#### COSA FARAI
A) Secondo l'articolo sull'incidente aereo in Etiopia, in che anno il Boeing 737 Max ha effettuato il suo primo volo?
B) Continua l'articolo sull'incidente aereo in Etiopia, partendo subito dopo la sua ultima frase.

C’è chi l’ha chiamato “il sacrificio dei buoni” e forse non è andato tanto lontano dalla verità.

L’incidente aereo che domenica in Etiopia ha provocato la morte di 157 persone ha riguardato infatti molti delegati Onu impegnati in un forum per difendere l’ambiente, e anche le otto vittime italiane avevano tutte un profilo di persone impegnate al servizio degli altri, tra funzionari Onu, volontari e ong e archeologi.

Il problema adesso è capire cosa abbia determinato il disastro, dato che è il secondo in pochissimo tempo a riguardare un aereo da poco entrato in linea e già molto diffuso nel mondo, il Boeing 737 Max- 8. Il 29 ottobre, infatti, un aereo dello stesso tipo della Lion Air era precipitato in Asia nel Mare di Giava, anche in quel caso subito dopo il decollo, causando la morte di 189 persone.

Tanto che Paesi come la Cina e la stessa Etiopia hanno preferito mettere subito a terra la flotta di questo nuovo gigante dei cieli, mentre l’Unione europea ha detto che sono in corso attenti approfondimenti, anche se per ora non sembra esserci motivo di fermare tutti i velivoli simili.

Il 737 Max ha operato il suo primo volo nel 2017 e da allora sono attivi già 350 esemplari (compresi quelli di Air Italy), mentre cento compagnie di tutto il mondo hanno ordinato 4.500 aerei, anche perché il modello è considerato all’avanguardia per tecnologia, efficienza e consumi (consuma il 13 per cento di carburante in meno rispetto ai modelli della stessa fascia).

Immediatamente la Boeing ha subito un pesante tracollo in Borsa a Wall Street, il più importante dal settembre 2001, dopo gli attacchi alle Torri gemelle e al Pentagono.

[Voci di puntamento ed etichettatura]
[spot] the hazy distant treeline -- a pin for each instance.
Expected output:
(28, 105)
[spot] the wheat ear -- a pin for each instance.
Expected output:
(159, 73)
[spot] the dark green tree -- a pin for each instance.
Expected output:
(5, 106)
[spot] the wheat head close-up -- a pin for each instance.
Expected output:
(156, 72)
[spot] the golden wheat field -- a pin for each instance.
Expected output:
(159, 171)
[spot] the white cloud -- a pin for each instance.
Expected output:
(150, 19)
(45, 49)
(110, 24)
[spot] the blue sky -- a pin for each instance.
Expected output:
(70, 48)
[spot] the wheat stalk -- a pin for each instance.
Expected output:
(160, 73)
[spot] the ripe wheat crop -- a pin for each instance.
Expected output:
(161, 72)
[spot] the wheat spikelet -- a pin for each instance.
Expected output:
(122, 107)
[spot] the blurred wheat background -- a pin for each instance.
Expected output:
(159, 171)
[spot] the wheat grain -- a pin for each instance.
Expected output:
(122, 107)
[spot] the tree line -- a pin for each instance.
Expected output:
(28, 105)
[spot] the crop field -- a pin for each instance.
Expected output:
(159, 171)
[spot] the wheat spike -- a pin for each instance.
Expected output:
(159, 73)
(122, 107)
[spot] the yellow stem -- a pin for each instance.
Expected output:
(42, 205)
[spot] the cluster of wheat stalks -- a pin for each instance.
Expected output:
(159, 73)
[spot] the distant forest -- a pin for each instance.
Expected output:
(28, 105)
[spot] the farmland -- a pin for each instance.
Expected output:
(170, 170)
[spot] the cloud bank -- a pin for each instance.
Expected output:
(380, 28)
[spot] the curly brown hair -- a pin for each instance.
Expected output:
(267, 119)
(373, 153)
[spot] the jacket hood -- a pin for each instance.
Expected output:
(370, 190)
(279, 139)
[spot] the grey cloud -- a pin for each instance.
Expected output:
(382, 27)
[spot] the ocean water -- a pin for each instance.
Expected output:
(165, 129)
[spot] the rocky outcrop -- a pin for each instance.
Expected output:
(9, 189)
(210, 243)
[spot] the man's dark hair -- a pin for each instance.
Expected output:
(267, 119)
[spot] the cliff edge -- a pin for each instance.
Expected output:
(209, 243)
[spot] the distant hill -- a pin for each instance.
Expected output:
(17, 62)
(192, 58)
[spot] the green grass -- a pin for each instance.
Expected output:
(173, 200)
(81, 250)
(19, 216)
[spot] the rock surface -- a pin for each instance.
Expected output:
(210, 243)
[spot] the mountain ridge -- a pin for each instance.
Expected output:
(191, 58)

#### RISPOSTE SCRITTE
A) Nel 2017.

B)
Ma adesso si cerca di capire di più, di andare a fondo con le indagini perché un simile disastro non accada mai più in un’epoca in cui la sicurezza aerea non mai stata così elevata.

Dopo l’incidente in Indonesia, la Boeing e la Faa ( l’agenzia federale dell’aviazione degli Stati Uniti) diffusero dei documenti di avvertimento alle compagnie sul sistema anti- stallo del velivolo. Come sempre accade in questi casi, per capire esattamente cosa sia successo occorre analizzare i dati della scatola nera e del registratore delle voci in cabina, ma secondo le prime indiscrezioni il “responsabile” principale sarebbe il software di ultimissima generazione che regola il pilota automatico combinato allo scarso addestramento specifico dei piloti su quel sistema.

Il Boeing 737 Max- 8 è decollato dall’aeroporto di Addis Abeba diretto a Nairobi e dopo quattro minuti ha raggiunto l’altitudine massima, poi si è abbassato e dopo due minuti è risalito di nuovo, con una velocità che viene definita “instabile”.

Nel frattempo il comandante aveva riscontrato dei problemi e prima di perdere il contatto con la torre di controllo aveva chiesto di poter tornare indietro, ma non ha fatto in tempo.

Il tutto è costato la vita a molte persone tra cui otto italiani. Fra loro Sebastiano Tusa, 66 anni, archeologo di fama internazionale, assessore ai Beni culturali della Regione Sicilia, diretto in Kenya per un progetto dell’Unesco.

Tre giovani funzionarie romane impegnate nel World Food programme, Virginia Chimenti, Maria Pilar Buzzetti e Rosemary Mumbi, erano dirette a una Conferenza Onu sul clima a Nairobi come diversi altri passeggeri.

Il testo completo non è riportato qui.